## issue
An erlang client (or elixir that depends on this module) cannot be c…onfigured to run with disabled amqp-level heartbeats, and always accepts the default sent by the server - e.g. as recommended by cloudamqp. NB whether that is a good choice is not the intended purpose of this issue ;-)
In addition, I speculate that this same bug in the erlang client, causes the heartbeat sender on the server side to be disabled (as the client requested), but the erlang gen_server on the client side is incorrectly waiting the negotiated 2xHB duration for heartbeats inside rabbitmq-common, that cascades a timeout & subsequent socket termination, as the awaited heartbeat never comes.
## rabbitmq docs
> The client must be configured to request heartbeats. In RabbitMQ versions 3.0 and higher, the broker will attempt to negotiate heartbeats by default (although the client can still veto them). The timeout is in seconds, and default value is 60.
## expected behaviour
Connecting to `amqp://..?heartbeat=37` *does* show expected behaviour - client & server agree on the heartbeat frequency - as seen via tcpdump & validated in client `amqp_connection:info(Conn, [heartbeat]).` for client, and server in connection web ui.

STORED ROWS =>
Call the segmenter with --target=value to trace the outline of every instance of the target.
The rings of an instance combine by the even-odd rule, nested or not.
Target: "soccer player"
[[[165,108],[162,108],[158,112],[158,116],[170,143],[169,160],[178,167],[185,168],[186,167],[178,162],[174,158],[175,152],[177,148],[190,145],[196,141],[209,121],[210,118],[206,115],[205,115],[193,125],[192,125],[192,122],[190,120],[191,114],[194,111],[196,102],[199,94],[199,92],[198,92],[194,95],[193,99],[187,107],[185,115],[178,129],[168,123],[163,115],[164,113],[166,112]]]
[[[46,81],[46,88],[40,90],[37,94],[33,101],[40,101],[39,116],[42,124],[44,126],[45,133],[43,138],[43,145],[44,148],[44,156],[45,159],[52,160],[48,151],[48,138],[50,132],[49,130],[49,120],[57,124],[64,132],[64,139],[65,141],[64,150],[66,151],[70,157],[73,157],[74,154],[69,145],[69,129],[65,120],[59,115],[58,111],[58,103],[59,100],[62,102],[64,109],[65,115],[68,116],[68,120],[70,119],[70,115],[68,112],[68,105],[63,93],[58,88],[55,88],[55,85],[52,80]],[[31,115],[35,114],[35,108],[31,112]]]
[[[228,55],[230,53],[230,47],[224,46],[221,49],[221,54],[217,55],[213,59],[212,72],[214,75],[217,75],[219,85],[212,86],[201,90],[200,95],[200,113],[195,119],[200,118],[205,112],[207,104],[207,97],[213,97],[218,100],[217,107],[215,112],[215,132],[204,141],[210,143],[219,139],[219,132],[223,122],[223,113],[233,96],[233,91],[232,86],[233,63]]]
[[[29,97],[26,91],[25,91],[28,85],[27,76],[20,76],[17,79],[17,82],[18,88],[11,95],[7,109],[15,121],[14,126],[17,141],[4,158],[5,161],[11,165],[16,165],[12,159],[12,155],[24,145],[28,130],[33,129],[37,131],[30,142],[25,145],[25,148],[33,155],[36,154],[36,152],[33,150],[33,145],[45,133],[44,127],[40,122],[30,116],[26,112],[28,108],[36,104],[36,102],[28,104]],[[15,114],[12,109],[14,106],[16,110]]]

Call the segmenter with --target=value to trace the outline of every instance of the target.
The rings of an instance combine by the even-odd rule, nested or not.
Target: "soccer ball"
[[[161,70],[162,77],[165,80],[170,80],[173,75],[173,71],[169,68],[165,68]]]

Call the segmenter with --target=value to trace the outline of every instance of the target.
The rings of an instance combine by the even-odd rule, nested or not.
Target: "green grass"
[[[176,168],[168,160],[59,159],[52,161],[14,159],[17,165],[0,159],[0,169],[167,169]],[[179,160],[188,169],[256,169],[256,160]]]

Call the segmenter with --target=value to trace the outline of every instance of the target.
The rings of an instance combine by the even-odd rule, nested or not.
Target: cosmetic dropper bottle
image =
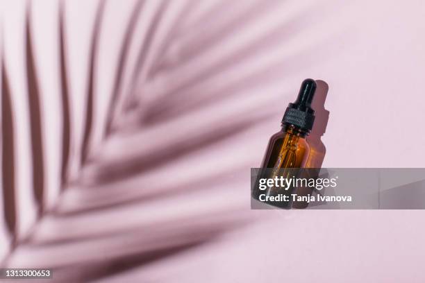
[[[314,80],[307,78],[303,81],[297,100],[289,103],[285,111],[281,130],[270,138],[258,178],[278,176],[289,178],[297,172],[292,169],[305,167],[310,152],[306,138],[311,132],[315,121],[315,110],[311,108],[311,102],[315,90]],[[264,191],[258,188],[257,182],[252,194],[256,199],[258,199],[260,194],[277,195],[281,191],[274,187],[267,187]],[[290,191],[286,190],[285,194],[290,194]],[[271,204],[276,205],[276,203]]]

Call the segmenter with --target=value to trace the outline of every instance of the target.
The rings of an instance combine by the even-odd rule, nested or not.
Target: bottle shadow
[[[329,119],[329,111],[324,108],[328,89],[329,87],[326,82],[321,80],[316,80],[316,92],[311,103],[311,107],[315,110],[316,114],[313,128],[308,137],[307,137],[307,143],[310,146],[310,154],[305,166],[308,169],[300,173],[303,178],[312,178],[314,179],[318,178],[326,153],[326,148],[322,142],[322,136],[326,130]],[[309,187],[297,188],[298,196],[311,196],[313,193],[314,190]],[[309,206],[311,207],[311,205],[309,205],[309,203],[304,200],[294,201],[292,205],[292,208],[297,209],[306,209]]]
[[[326,153],[326,148],[322,142],[322,136],[326,132],[329,119],[329,111],[324,108],[329,87],[325,81],[321,80],[316,80],[316,92],[311,104],[312,108],[316,111],[316,117],[311,132],[307,137],[310,155],[306,167],[319,169]]]

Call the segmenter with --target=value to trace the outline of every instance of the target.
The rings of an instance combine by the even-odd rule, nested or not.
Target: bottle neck
[[[282,132],[288,134],[291,134],[305,139],[308,135],[309,132],[302,130],[301,128],[294,125],[282,124]]]

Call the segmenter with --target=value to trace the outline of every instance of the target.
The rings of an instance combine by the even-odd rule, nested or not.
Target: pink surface
[[[44,198],[54,212],[37,222],[25,2],[1,2],[19,215],[15,233],[0,221],[0,255],[8,255],[8,266],[62,267],[58,280],[81,274],[74,280],[82,280],[126,257],[190,246],[97,279],[424,282],[423,212],[251,211],[249,188],[249,168],[260,164],[306,78],[329,87],[324,167],[424,166],[425,3],[148,1],[128,51],[113,133],[104,138],[119,48],[136,3],[108,1],[90,162],[81,167],[99,1],[67,1],[72,137],[69,180],[60,194],[58,2],[33,1]],[[14,236],[26,240],[9,254]]]

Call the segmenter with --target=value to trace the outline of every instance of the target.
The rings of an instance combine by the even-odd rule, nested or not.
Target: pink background
[[[51,212],[41,221],[32,196],[26,2],[1,4],[19,216],[16,231],[0,221],[5,265],[61,268],[56,279],[64,281],[89,274],[117,282],[424,282],[423,212],[251,211],[249,194],[249,168],[259,166],[306,78],[329,86],[324,167],[424,166],[424,1],[148,1],[128,49],[115,130],[105,138],[119,48],[136,3],[106,1],[90,162],[83,166],[90,44],[100,2],[66,1],[72,136],[62,194],[59,2],[33,1],[43,198]],[[12,250],[14,238],[22,242]],[[142,261],[149,252],[182,246]],[[139,259],[131,268],[108,273],[130,256]]]

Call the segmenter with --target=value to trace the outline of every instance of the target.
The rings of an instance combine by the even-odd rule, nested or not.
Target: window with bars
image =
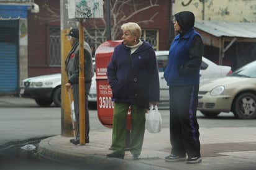
[[[142,29],[141,37],[153,47],[155,50],[159,49],[159,31],[154,29]]]
[[[49,65],[51,66],[60,66],[60,27],[50,27],[50,44],[49,44]]]

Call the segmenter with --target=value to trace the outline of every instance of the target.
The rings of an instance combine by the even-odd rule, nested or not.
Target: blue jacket
[[[138,80],[137,89],[135,78]],[[143,41],[132,55],[123,43],[116,46],[107,65],[107,80],[113,101],[135,103],[136,93],[149,96],[150,101],[159,101],[158,70],[152,46]]]
[[[198,38],[194,38],[195,36],[198,36]],[[201,43],[199,35],[193,28],[182,37],[178,34],[173,39],[164,73],[168,86],[194,85],[199,83],[202,54],[199,51],[194,52],[194,54],[191,53],[193,51],[191,50],[191,46],[194,39]]]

LIST OF TASKS =>
[1] In the heartbeat issue, starting with which RabbitMQ versions does the broker try to negotiate heartbeats by default?
[2] Return the passage of the heartbeat issue that opens with the words containing "## rabbitmq docs" and closes with "connection web ui.".
[3] Write the next part of the heartbeat issue, picking up after its final sentence.
The entries have no role in anything asked here.

ANSWERS BELOW =>
[1] RabbitMQ versions 3.0 and higher.

[2]
## rabbitmq docs
> The client must be configured to request heartbeats. In RabbitMQ versions 3.0 and higher, the broker will attempt to negotiate heartbeats by default (although the client can still veto them). The timeout is in seconds, and default value is 60.
## expected behaviour
Connecting to `amqp://..?heartbeat=37` *does* show expected behaviour - client & server agree on the heartbeat frequency - as seen via tcpdump & validated in client `amqp_connection:info(Conn, [heartbeat]).` for client, and server in connection web ui.

[3]
Connecting to `amqp://..?heartbeat=0` *should* end up with heartbeat=0 on both client & in rabbitmq web ui.
## unexpected behaviour
Actually, `amqp://..?heartbeat=0` does not end up with a configured HB=0, but only inherits whatever the server has recommended.
In addition, despite the wire protocol negotiation being correct, the *actual* heartbeats are not sent at the expected 1/2 heartbeat time, (presumably as the requested 0 HB setting is propagated into rabbitmq-common's heartbeat timer on the server side, even though this doesn't match what has been agreed on the wire).
Thus, from the client's perspective, after the server has not sent any heartbeats, the gen_server hits a timeout, and the erlang client then cleans up, requesting to close the TCP connection and the server responds in kind.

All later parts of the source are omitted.